DIRECTIVE 1: Report how many lines of the dataset records contain the word "bundle". Reply with the number only.

ARTICLE:
-=-=-

Today's DarkSyde frontpage entry links to the
recent issue of Science magazine, which presented the current models showing a 12-18 foot rise in sea level. In that article, I read: "Coastal managers, real estate developers, and insurance companies, at the least, would be wise to continue to take such predictions seriously."
Now, I invest in stocks and have been following an insurance company stock for a while, so I went on over to The Motley Fool, a great community investing site, to make sure the insurance industry folks there knew about this. The Fool has a broad mix of political views as you can imagine. But I never expected to encounter the level of intense and illogical anti-global-warming thinking that I found.
I wanted to post here because I think understanding these mistaken beliefs is important as we craft messages to campaign on this issue and introduce legislation. I've heard similar objections from voters and from congresspeople. We must find ways to get our message through these sorts of objections.
The Motley Fool users are investors who, contrary to the cattle herd of most stock market investors, pride themselves on reason and analysis. I figured that, even if some might be politically conservative, certainly they would respond with interest to scientific evidence. But they did not.

-=-=-

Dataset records
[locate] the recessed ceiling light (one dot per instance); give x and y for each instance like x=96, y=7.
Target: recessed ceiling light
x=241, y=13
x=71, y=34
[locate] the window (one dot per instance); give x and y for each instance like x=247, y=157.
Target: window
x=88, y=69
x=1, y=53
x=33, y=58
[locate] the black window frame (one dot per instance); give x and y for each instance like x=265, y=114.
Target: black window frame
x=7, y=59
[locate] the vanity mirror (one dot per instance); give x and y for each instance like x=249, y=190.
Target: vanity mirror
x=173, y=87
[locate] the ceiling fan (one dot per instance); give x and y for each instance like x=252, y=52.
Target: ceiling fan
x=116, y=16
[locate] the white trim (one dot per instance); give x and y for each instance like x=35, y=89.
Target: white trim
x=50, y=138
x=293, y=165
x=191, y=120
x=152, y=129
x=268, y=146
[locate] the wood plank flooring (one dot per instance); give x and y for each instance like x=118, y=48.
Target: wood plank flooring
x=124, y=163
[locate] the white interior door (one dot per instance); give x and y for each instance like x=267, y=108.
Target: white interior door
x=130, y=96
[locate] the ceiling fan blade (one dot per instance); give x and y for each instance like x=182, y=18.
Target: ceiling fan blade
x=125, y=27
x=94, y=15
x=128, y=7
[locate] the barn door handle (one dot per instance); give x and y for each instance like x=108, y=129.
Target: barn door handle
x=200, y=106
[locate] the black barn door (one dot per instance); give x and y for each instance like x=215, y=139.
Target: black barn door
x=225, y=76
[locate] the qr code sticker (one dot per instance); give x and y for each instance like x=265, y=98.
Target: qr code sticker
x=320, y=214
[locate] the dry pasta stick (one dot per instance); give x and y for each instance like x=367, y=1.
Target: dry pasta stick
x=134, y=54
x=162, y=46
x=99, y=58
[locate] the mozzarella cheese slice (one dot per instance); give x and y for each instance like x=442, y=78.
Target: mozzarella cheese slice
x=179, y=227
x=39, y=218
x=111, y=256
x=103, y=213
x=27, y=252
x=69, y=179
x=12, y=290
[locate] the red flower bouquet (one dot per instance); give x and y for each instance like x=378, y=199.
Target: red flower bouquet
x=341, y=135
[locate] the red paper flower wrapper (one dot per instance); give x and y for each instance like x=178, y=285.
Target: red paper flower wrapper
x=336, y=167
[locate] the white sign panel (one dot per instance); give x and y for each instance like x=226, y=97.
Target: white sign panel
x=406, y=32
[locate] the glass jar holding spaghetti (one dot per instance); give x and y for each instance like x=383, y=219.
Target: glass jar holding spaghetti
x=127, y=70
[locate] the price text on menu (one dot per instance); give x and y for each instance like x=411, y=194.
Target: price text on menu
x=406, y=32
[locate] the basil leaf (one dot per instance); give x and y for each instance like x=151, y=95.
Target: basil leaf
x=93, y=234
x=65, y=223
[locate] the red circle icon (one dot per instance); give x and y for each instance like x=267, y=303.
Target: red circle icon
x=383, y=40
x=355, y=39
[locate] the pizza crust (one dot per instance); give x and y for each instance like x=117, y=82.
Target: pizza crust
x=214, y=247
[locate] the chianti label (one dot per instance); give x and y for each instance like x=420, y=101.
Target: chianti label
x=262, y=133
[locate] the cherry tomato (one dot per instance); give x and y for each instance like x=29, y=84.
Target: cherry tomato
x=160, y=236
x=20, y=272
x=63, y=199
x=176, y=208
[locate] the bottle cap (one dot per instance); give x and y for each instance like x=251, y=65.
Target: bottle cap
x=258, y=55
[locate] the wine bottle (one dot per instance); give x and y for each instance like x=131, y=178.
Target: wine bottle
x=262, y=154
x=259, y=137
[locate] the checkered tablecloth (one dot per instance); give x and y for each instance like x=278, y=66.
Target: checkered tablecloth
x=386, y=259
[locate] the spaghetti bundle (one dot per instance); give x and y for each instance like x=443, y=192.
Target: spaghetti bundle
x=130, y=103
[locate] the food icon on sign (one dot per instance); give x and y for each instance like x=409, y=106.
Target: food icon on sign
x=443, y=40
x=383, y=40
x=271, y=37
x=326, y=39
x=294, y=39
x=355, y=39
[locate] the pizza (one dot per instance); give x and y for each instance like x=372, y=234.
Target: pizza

-=-=-

DIRECTIVE 2: In the post, which groups does the quotation from Science magazine say would be wise to keep taking the sea-level predictions seriously?

COMPLETE OUTPUT 1: 2

COMPLETE OUTPUT 2: Coastal managers, real estate developers, and insurance companies.